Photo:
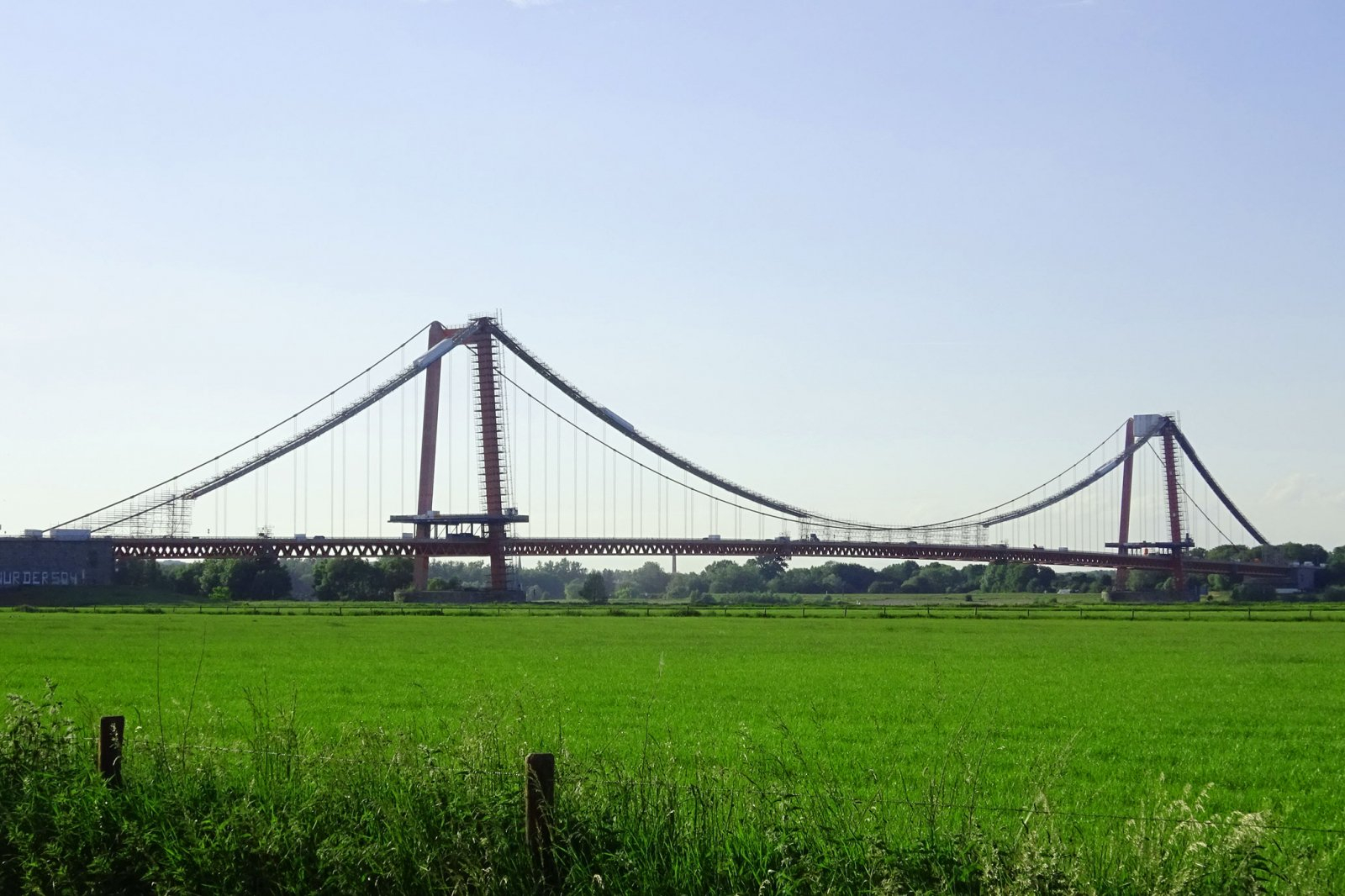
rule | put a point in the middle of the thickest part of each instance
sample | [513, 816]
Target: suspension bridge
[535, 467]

§ §

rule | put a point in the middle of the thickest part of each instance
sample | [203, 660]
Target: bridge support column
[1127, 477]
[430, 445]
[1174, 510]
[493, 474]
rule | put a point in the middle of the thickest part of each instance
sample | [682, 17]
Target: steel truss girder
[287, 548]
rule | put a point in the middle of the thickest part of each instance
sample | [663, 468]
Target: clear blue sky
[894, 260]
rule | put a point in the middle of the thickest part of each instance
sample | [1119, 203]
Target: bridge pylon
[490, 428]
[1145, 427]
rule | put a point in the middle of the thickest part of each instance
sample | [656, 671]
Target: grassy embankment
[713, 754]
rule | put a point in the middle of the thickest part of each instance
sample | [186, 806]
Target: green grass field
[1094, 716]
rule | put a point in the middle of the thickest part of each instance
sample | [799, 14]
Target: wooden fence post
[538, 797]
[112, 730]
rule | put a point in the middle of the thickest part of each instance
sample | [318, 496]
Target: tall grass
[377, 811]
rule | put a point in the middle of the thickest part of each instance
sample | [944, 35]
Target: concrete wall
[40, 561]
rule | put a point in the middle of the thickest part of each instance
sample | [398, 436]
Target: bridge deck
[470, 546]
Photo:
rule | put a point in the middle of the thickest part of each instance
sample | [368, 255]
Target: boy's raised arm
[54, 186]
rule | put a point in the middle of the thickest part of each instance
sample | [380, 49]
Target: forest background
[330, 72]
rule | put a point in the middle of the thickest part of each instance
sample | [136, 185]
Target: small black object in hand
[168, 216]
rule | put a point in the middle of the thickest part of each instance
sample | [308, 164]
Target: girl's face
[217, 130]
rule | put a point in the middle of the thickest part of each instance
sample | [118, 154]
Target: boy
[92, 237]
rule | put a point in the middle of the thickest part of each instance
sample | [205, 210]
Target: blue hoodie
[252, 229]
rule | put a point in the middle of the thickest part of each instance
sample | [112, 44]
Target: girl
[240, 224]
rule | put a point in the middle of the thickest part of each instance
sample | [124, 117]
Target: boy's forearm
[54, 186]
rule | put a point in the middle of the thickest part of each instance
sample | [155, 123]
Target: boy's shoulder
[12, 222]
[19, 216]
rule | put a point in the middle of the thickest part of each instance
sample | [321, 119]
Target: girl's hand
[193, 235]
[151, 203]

§ §

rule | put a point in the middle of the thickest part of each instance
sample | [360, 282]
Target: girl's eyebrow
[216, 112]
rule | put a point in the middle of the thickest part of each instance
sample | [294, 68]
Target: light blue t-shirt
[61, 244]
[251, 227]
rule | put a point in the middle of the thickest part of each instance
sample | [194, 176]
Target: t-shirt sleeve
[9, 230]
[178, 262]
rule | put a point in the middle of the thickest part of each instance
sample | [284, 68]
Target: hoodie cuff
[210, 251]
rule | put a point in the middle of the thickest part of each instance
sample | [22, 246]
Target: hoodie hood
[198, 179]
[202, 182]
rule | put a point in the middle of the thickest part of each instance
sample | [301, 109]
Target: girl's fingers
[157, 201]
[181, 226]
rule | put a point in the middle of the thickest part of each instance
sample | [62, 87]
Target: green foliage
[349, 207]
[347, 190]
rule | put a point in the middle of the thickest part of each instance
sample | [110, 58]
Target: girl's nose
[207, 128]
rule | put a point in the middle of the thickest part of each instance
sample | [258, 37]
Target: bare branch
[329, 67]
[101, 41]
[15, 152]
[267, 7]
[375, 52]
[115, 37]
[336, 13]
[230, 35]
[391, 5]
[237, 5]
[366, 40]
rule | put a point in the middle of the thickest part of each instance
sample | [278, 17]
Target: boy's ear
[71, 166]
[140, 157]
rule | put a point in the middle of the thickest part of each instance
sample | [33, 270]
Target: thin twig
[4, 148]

§ §

• _GOAL_
List every line from the rows above that contains the word "hand".

• _EXERCISE OUTPUT_
Target: small black object in hand
Target: girl's hand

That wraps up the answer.